### What the task requires
The copy must hold exactly the lines from the one with "Exercise. Mark the car roof" through the end of the listing below, and nothing else, with no pictures.

+ + + + + + +

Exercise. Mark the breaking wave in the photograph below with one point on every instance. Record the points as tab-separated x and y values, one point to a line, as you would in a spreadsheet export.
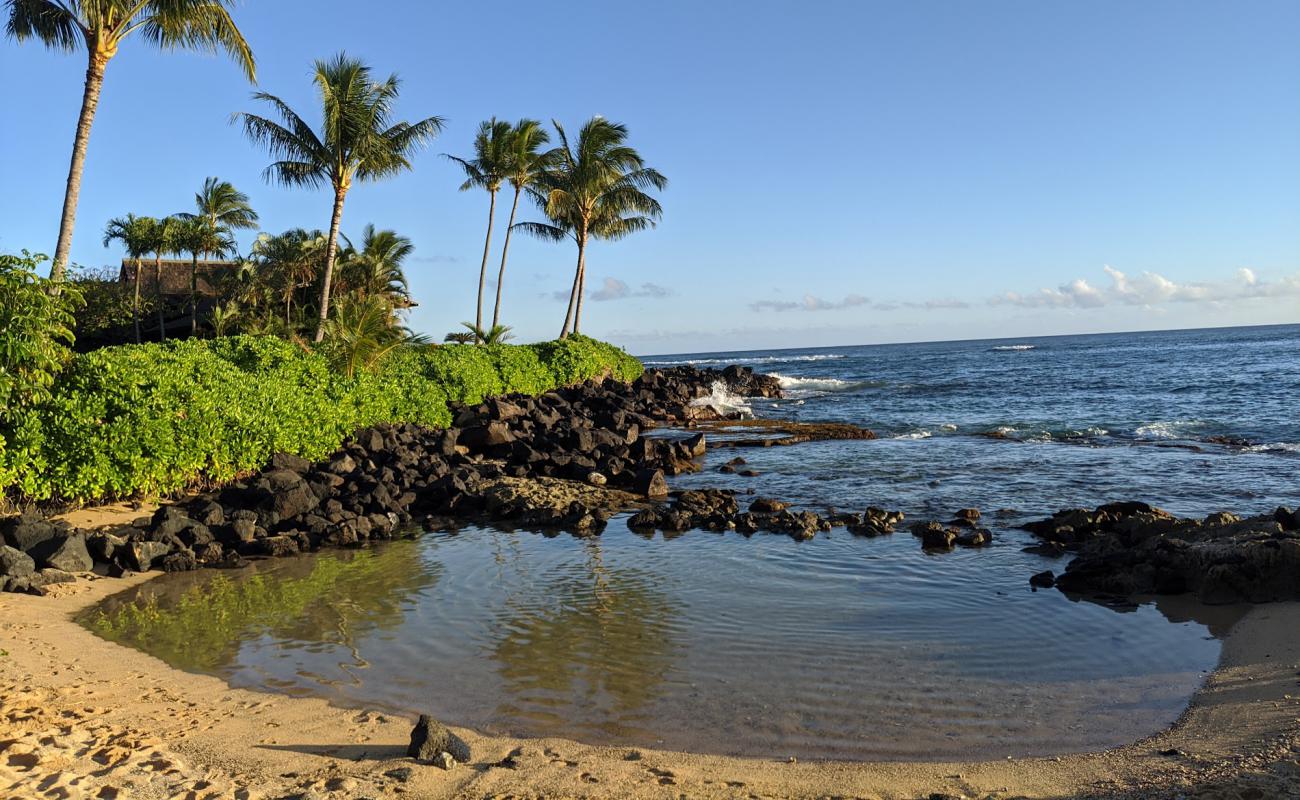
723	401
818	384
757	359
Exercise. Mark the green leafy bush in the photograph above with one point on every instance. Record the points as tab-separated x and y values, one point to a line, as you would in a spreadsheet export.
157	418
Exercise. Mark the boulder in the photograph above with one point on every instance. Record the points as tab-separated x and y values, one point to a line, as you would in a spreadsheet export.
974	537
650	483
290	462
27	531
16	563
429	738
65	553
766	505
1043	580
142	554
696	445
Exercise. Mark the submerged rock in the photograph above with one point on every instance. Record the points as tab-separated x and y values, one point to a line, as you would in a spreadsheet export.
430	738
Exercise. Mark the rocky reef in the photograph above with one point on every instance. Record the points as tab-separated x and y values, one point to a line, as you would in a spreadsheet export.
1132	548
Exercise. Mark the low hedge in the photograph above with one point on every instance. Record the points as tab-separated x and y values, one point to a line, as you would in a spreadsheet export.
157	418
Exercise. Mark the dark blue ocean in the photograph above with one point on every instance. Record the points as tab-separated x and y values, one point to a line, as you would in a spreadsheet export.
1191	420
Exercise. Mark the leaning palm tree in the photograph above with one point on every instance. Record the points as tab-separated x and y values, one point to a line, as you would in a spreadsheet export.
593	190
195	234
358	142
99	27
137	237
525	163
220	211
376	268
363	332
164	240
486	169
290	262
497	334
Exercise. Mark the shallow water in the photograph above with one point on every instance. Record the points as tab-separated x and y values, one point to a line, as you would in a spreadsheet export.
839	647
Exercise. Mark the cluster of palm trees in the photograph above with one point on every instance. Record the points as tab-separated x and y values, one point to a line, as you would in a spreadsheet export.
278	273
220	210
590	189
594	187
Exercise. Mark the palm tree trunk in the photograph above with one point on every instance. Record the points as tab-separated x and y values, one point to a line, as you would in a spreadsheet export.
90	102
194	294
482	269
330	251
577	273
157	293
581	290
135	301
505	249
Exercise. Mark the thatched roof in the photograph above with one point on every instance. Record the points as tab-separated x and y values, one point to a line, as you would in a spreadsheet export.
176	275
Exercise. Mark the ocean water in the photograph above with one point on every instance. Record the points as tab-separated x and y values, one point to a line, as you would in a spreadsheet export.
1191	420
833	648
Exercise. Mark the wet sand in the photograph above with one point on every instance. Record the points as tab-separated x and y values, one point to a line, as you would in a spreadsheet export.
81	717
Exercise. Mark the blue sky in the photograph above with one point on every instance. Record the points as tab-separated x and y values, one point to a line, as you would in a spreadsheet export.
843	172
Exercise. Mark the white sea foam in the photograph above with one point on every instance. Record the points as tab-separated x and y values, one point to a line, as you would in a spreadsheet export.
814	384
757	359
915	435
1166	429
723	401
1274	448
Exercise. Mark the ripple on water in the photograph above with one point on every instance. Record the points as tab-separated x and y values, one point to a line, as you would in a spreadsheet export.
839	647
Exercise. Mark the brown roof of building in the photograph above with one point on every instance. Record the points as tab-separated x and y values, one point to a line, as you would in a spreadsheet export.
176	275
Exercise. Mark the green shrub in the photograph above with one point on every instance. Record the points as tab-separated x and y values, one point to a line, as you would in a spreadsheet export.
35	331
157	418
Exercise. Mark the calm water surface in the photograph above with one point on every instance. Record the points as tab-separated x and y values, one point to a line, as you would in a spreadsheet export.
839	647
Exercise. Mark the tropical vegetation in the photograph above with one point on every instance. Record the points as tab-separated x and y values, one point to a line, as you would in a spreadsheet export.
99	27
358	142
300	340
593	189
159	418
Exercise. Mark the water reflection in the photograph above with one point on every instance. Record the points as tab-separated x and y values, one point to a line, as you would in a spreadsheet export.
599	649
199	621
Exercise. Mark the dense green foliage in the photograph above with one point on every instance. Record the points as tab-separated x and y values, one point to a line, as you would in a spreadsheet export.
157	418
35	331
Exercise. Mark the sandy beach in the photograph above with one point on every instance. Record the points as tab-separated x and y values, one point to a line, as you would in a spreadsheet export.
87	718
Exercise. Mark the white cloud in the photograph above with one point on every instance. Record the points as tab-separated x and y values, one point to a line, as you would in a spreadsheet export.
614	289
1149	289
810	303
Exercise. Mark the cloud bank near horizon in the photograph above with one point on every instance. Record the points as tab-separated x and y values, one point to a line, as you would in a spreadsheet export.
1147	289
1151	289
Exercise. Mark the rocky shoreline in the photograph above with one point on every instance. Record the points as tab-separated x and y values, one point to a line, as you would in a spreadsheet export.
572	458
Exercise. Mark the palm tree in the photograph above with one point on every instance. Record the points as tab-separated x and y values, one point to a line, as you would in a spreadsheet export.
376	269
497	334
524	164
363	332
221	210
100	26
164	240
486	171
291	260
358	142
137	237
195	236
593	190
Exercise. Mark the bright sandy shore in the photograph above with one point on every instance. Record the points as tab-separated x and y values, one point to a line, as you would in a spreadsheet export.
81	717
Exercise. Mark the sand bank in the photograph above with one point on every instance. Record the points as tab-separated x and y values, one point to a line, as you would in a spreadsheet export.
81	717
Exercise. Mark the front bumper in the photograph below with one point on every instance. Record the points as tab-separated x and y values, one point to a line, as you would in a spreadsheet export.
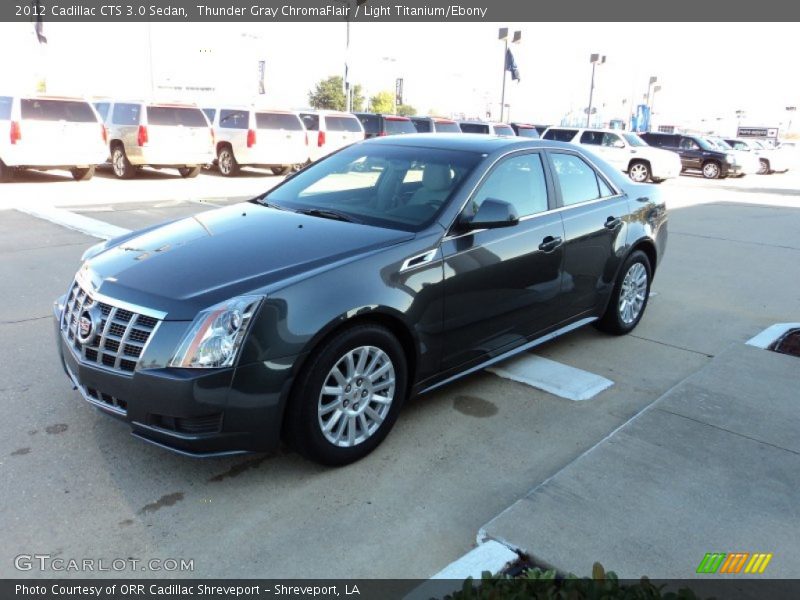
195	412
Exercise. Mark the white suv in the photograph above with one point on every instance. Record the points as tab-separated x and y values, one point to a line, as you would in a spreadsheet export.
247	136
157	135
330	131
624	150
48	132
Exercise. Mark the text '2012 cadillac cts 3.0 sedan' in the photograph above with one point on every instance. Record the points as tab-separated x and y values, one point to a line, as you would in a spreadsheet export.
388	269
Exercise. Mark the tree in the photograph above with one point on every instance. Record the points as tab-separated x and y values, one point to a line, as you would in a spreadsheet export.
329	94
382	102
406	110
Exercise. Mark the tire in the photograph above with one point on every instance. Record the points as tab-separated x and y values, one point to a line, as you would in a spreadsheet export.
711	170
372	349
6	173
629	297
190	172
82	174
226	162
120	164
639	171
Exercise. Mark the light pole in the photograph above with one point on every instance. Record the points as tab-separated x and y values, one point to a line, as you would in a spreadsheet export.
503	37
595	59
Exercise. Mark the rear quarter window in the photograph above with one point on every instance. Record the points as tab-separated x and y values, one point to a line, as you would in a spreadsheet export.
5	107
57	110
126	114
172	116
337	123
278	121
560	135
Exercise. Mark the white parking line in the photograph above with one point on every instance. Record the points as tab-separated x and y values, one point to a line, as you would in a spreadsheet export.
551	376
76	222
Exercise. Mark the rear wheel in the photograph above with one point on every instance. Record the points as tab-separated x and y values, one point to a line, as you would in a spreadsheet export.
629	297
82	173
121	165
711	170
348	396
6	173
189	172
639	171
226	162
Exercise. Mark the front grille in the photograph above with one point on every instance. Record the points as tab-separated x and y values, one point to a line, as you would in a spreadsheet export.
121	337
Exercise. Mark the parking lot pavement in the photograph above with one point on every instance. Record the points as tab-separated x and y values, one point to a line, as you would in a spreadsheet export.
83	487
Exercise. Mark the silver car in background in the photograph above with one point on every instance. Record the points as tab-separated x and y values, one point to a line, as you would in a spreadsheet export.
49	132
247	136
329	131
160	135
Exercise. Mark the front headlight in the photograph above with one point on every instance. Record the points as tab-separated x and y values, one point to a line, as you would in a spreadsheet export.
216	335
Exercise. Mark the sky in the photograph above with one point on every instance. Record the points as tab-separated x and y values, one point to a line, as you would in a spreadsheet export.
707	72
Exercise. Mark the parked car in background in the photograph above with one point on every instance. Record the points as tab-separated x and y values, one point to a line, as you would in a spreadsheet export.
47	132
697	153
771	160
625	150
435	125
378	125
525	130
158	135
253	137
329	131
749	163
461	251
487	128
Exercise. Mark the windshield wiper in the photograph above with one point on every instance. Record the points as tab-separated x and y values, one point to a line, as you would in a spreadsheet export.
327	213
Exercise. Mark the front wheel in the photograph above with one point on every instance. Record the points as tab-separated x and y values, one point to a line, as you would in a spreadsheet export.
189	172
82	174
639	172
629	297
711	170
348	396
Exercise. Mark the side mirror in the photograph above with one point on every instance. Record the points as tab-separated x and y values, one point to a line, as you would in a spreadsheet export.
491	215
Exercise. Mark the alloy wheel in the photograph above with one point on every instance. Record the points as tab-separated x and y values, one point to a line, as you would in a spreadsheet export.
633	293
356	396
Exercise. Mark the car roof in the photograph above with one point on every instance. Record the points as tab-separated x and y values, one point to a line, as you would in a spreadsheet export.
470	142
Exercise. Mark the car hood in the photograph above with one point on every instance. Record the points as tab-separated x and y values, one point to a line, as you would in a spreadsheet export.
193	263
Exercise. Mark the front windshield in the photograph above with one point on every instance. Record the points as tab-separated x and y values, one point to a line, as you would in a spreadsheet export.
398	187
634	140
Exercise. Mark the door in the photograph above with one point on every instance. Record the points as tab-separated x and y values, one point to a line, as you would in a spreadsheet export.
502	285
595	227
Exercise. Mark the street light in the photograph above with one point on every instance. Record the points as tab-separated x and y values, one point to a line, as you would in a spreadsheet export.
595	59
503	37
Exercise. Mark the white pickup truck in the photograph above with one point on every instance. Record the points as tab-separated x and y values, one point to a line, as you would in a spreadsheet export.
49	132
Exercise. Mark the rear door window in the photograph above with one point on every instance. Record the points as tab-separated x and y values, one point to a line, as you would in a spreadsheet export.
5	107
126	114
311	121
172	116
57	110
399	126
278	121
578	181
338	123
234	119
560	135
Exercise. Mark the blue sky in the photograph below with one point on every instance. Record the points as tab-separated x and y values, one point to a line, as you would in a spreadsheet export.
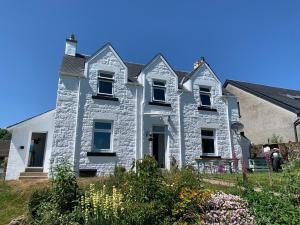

+ + + + + + +

### Output below
Exercise. Mark the car roof in the photograph above with one point on every instance. Record the points as tab-separated x and y values, one point to a line, as you would in a spreadsheet export.
470	142
Exercise. Mark the car hood in the photograph above with one point on every instance. Record the points as tab-separated x and y values, one point to a line, as you would in a spreadsheet export.
193	263
Exercise. Mark the front windshield in the photograph above with one point on every instance. Record the points as tab-separated x and y values, one point to a line, as you would in a spreadsheet export.
398	187
634	140
Exercise. Mark the door in the photograph above with one point on every instance. Record the points as tab-separated x and y values, one point to a line, as you would in a spreadsheet export.
502	285
595	227
Exercise. Mark the street light in the photograph above with one point on every instance. Record the points as tab-separated x and y values, one point to a line, as you would in a spreadsheet export.
595	59
503	37
Exercise. Mark the white pickup truck in the photograph above with one point on every instance. Record the points as tab-separated x and y values, one point to a line, as you would in a spreadsheet export.
49	132
Exercise. Mark the rear door window in the photograph above with one point on every instance. Record the points as tab-separated x and y values, one point to a line, as you would in a spreadsheet export.
5	107
126	114
311	121
172	116
57	110
399	126
278	121
578	181
338	123
234	119
560	135
Exercise. Mark the blue sky in the photograph below with one point on every instance. Record the points as tab-separated x and y values, one point to a line, as you would in a spreadsheet export.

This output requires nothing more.